§ **What you have to do**: Each line of the data should be given again exactly.

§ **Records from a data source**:

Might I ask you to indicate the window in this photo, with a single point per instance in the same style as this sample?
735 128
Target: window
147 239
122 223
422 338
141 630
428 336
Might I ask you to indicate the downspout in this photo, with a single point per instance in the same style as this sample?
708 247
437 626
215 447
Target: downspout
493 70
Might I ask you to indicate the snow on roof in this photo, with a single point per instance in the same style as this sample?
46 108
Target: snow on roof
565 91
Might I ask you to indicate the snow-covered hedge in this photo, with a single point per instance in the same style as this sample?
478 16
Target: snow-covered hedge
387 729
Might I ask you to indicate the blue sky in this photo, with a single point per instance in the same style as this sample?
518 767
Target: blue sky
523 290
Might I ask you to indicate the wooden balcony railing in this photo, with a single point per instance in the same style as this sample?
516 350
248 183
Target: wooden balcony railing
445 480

§ **Answer box**:
Might I ask you to indicate the window in this photo, with a single point per instance in the same style as this sample?
735 128
Target: window
147 239
122 223
422 338
141 630
428 336
Might I ask you to indicate the downspout in this photo, with a single point per instance in the same style as this sample?
708 247
437 626
215 447
Target: downspout
493 70
Might I ask you to indicate the snow on roof in this photo, with a single point per instance in the same style as this sample?
46 108
Target: snow on roof
565 91
Might I ask you to indicate the snow-covered hedge in this photo, with a single point per instance in the same style as this sample?
478 16
Target: snow-covered hedge
387 729
Might I ask you to indicate the blue sky in this photo, with a single point per instance in the same style as this sample?
518 767
Target: blue sky
523 290
Might I ask you to indicate the wooden balcony railing in this photo, with a single point per instance in the same style as this sample?
516 350
248 183
Target: wooden balcony railing
445 480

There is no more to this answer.